- **Supplied data**

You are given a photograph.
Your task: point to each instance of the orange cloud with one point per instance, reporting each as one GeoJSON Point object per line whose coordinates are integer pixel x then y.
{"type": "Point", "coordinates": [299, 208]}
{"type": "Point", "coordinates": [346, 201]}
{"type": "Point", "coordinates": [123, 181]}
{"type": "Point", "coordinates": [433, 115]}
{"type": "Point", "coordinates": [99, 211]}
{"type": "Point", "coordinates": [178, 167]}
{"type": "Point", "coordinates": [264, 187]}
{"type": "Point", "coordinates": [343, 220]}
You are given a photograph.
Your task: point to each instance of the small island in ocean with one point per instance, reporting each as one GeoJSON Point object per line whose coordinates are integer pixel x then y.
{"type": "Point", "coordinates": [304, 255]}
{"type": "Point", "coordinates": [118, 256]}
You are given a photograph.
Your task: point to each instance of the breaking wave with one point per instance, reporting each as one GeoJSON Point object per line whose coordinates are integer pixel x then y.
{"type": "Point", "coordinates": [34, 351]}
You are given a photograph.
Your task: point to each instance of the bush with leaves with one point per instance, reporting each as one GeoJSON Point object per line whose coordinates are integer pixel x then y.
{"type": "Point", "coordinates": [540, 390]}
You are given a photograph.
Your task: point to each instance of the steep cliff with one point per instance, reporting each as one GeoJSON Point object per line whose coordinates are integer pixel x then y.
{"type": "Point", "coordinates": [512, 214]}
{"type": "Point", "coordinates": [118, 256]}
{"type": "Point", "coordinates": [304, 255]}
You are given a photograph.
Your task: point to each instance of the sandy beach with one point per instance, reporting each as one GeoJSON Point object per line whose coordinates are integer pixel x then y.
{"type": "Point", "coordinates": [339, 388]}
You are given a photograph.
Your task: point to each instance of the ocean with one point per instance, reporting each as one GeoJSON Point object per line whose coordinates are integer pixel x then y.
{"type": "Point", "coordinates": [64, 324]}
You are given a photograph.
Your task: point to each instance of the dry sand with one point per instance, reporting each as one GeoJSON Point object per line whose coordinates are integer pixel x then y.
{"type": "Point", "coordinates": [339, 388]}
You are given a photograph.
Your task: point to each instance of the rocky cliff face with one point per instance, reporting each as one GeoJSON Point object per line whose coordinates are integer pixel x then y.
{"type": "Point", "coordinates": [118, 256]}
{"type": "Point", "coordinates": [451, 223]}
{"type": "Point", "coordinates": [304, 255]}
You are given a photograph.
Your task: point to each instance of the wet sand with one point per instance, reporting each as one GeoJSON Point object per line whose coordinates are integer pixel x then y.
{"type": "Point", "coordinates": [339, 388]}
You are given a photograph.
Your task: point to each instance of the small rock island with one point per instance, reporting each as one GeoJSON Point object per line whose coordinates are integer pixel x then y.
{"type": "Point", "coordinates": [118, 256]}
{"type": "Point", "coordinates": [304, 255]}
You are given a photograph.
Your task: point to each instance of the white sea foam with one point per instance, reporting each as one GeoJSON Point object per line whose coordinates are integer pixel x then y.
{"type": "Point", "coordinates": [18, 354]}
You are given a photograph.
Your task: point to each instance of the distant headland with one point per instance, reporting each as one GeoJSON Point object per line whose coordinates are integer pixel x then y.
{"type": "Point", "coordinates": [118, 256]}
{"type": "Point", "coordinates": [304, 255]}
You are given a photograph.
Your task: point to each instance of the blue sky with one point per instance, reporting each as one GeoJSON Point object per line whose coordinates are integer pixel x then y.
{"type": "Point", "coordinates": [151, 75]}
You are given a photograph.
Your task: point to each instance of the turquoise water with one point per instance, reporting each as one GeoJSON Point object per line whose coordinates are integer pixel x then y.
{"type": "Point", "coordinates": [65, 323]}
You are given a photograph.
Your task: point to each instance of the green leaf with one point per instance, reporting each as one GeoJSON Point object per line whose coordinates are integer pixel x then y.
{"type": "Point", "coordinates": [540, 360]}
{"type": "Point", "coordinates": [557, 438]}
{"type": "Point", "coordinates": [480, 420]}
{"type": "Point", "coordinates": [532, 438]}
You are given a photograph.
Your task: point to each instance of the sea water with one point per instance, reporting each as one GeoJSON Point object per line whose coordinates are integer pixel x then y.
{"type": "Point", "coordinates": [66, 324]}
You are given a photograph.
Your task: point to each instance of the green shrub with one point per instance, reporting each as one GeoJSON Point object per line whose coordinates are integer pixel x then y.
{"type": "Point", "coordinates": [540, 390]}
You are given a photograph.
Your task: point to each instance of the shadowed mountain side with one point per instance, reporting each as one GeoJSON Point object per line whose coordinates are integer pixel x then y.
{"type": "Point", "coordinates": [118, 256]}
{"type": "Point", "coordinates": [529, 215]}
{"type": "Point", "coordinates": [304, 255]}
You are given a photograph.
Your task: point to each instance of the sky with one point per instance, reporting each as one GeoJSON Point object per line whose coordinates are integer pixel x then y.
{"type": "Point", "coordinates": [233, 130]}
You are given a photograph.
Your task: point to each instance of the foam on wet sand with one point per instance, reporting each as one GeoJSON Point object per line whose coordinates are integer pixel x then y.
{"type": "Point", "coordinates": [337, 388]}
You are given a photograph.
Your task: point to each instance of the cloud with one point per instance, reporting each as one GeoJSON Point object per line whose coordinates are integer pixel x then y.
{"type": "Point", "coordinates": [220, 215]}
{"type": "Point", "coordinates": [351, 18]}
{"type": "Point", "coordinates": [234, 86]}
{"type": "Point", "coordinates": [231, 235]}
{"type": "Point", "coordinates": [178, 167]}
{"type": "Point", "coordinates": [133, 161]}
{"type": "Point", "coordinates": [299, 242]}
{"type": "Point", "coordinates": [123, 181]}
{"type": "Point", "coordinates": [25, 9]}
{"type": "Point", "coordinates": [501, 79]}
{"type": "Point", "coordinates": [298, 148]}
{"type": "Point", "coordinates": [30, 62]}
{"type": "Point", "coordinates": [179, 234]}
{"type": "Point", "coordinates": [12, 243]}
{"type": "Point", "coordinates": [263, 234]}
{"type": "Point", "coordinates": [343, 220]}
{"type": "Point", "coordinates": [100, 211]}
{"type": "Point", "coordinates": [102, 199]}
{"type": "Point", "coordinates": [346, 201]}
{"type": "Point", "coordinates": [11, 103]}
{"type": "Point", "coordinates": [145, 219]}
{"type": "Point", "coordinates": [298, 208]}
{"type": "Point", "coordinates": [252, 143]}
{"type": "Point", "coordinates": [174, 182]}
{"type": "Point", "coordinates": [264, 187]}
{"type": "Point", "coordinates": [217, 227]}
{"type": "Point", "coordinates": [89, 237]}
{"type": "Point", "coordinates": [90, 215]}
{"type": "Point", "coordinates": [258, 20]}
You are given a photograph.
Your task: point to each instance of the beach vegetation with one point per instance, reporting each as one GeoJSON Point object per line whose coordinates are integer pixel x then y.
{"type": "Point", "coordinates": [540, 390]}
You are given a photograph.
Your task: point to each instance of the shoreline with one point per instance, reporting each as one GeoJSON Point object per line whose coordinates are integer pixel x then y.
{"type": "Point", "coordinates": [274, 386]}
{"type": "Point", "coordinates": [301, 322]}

- **Instructions for the task**
Make an exact copy of the records.

- **Full output**
You are given a photograph.
Your task: point to each instance of the orange cloud with one point per instance, reporting each as one GeoJSON Point object per line whose coordinates are integer pixel x then y.
{"type": "Point", "coordinates": [299, 208]}
{"type": "Point", "coordinates": [346, 201]}
{"type": "Point", "coordinates": [123, 181]}
{"type": "Point", "coordinates": [433, 115]}
{"type": "Point", "coordinates": [99, 211]}
{"type": "Point", "coordinates": [178, 167]}
{"type": "Point", "coordinates": [264, 187]}
{"type": "Point", "coordinates": [343, 220]}
You are given a photograph.
Your task: point to each instance of the small island in ocean with one point per instance, reporting each as one GeoJSON Point object per line whose coordinates are integer pixel x then y.
{"type": "Point", "coordinates": [304, 255]}
{"type": "Point", "coordinates": [118, 256]}
You are given a photograph.
Your task: point to each instance of the breaking wave with one point per instance, reporting each as one GeoJSON Point object per line whose coordinates are integer pixel x then y.
{"type": "Point", "coordinates": [34, 351]}
You are given a photograph.
Your task: point to each instance of the bush with leaves with one point per instance, reporting each as one GeoJSON Point object per line whose coordinates are integer pixel x then y.
{"type": "Point", "coordinates": [540, 390]}
You are given a photograph.
Your task: point to each instance of the steep cliff with one point per instance, reporting each as one GeoJSON Point object per line whose coordinates are integer pixel x then y.
{"type": "Point", "coordinates": [512, 214]}
{"type": "Point", "coordinates": [118, 256]}
{"type": "Point", "coordinates": [304, 255]}
You are given a photograph.
Your task: point to each instance of the sandy beach with one point per instance, reporting each as one GeoJSON Point object per line whose coordinates are integer pixel x then y.
{"type": "Point", "coordinates": [339, 388]}
You are given a photograph.
Your task: point to each instance of the ocean with one point per instance, reporting each as one GeoJSON Point object per line whose coordinates are integer pixel x then y.
{"type": "Point", "coordinates": [64, 324]}
You are given a photograph.
Your task: point to each instance of the dry sand with one point per instance, reporting each as one GeoJSON Point object per line whose coordinates are integer pixel x then y.
{"type": "Point", "coordinates": [339, 388]}
You are given a photograph.
Your task: point to each instance of the rocky cliff face with one point per instance, reporting each as one GeoJSON Point object per line whose coordinates are integer pixel x then y.
{"type": "Point", "coordinates": [118, 256]}
{"type": "Point", "coordinates": [451, 223]}
{"type": "Point", "coordinates": [304, 255]}
You are given a photograph.
Your task: point to each instance of the wet sand with one point per instance, reporting each as one GeoJSON Point object per line whose coordinates are integer pixel x then y.
{"type": "Point", "coordinates": [339, 388]}
You are given a photograph.
Your task: point to each instance of the small rock island with one point per instance, reporting each as one GeoJSON Point object per line whose coordinates are integer pixel x then y.
{"type": "Point", "coordinates": [118, 256]}
{"type": "Point", "coordinates": [304, 255]}
You are given a photograph.
Your task: point to each instance of the white sea foam with one point per instance, reporting each as one GeoJSON Point object per line whose coordinates are integer pixel x then y.
{"type": "Point", "coordinates": [18, 354]}
You are given a photograph.
Your task: point to each instance of the distant headland with one point per instance, reporting each as one GeoJSON Point object per line whose coordinates are integer pixel x then y.
{"type": "Point", "coordinates": [118, 256]}
{"type": "Point", "coordinates": [304, 255]}
You are given a photograph.
Your task: point to each instance of the blue sky with one point per instance, reporting each as one GeoJSON Point object per line whose coordinates are integer pixel x then y.
{"type": "Point", "coordinates": [151, 75]}
You are given a photograph.
Your task: point to each instance of the turquoise water with one point per instance, reporting each as one GeoJSON Point object per line whose coordinates are integer pixel x then y.
{"type": "Point", "coordinates": [65, 323]}
You are given a photograph.
Your task: point to each instance of the green leaf with one point per instance, reporting each as one GeoJSON Point object per line whose coordinates are integer pixel x then y.
{"type": "Point", "coordinates": [540, 360]}
{"type": "Point", "coordinates": [557, 438]}
{"type": "Point", "coordinates": [480, 420]}
{"type": "Point", "coordinates": [532, 438]}
You are given a photograph.
Your task: point to each instance of the sea water with one point per instance, reporting each as one GeoJSON Point object per line whose coordinates are integer pixel x then y.
{"type": "Point", "coordinates": [66, 324]}
You are given a photograph.
Your task: point to each instance of the green shrub with one point per instance, reporting each as one GeoJSON Point object per line whose coordinates are integer pixel x then y.
{"type": "Point", "coordinates": [540, 390]}
You are given a photograph.
Your task: point to each instance of the shadowed mountain side with one point per instance, reporting each as one GeoJSON Point object per line whose coordinates are integer pixel x then y.
{"type": "Point", "coordinates": [118, 256]}
{"type": "Point", "coordinates": [529, 215]}
{"type": "Point", "coordinates": [304, 255]}
You are given a photograph.
Your task: point to each instance of the sky with one point per instance, reporting each as one GeoJSON Point object per line whose coordinates are integer pixel x then y.
{"type": "Point", "coordinates": [233, 130]}
You are given a photograph.
Your task: point to each instance of the foam on wet sand with one point per instance, reporting each as one GeoJSON Point object per line whose coordinates are integer pixel x then y.
{"type": "Point", "coordinates": [337, 388]}
You are given a photograph.
Your task: point to each instance of the cloud with one point per instance, reporting each as one GeoJSON Point object per line whose coordinates are integer pixel x then y.
{"type": "Point", "coordinates": [220, 215]}
{"type": "Point", "coordinates": [351, 18]}
{"type": "Point", "coordinates": [234, 86]}
{"type": "Point", "coordinates": [231, 235]}
{"type": "Point", "coordinates": [178, 167]}
{"type": "Point", "coordinates": [133, 161]}
{"type": "Point", "coordinates": [299, 242]}
{"type": "Point", "coordinates": [123, 181]}
{"type": "Point", "coordinates": [25, 9]}
{"type": "Point", "coordinates": [501, 79]}
{"type": "Point", "coordinates": [298, 148]}
{"type": "Point", "coordinates": [30, 62]}
{"type": "Point", "coordinates": [179, 234]}
{"type": "Point", "coordinates": [12, 243]}
{"type": "Point", "coordinates": [263, 234]}
{"type": "Point", "coordinates": [343, 220]}
{"type": "Point", "coordinates": [100, 211]}
{"type": "Point", "coordinates": [102, 199]}
{"type": "Point", "coordinates": [346, 201]}
{"type": "Point", "coordinates": [11, 103]}
{"type": "Point", "coordinates": [145, 219]}
{"type": "Point", "coordinates": [298, 208]}
{"type": "Point", "coordinates": [252, 143]}
{"type": "Point", "coordinates": [174, 182]}
{"type": "Point", "coordinates": [264, 187]}
{"type": "Point", "coordinates": [217, 227]}
{"type": "Point", "coordinates": [89, 237]}
{"type": "Point", "coordinates": [90, 215]}
{"type": "Point", "coordinates": [258, 20]}
You are given a photograph.
Your task: point to each instance of the beach vegetation with one point per instance, reporting each as one GeoJSON Point object per line whose coordinates are integer pixel x then y.
{"type": "Point", "coordinates": [540, 390]}
You are given a photograph.
Your task: point to each instance of the shoreline with one point per instance, reporting each as one GeoJSON Point object per line whose coordinates are integer pixel x then y.
{"type": "Point", "coordinates": [274, 386]}
{"type": "Point", "coordinates": [301, 322]}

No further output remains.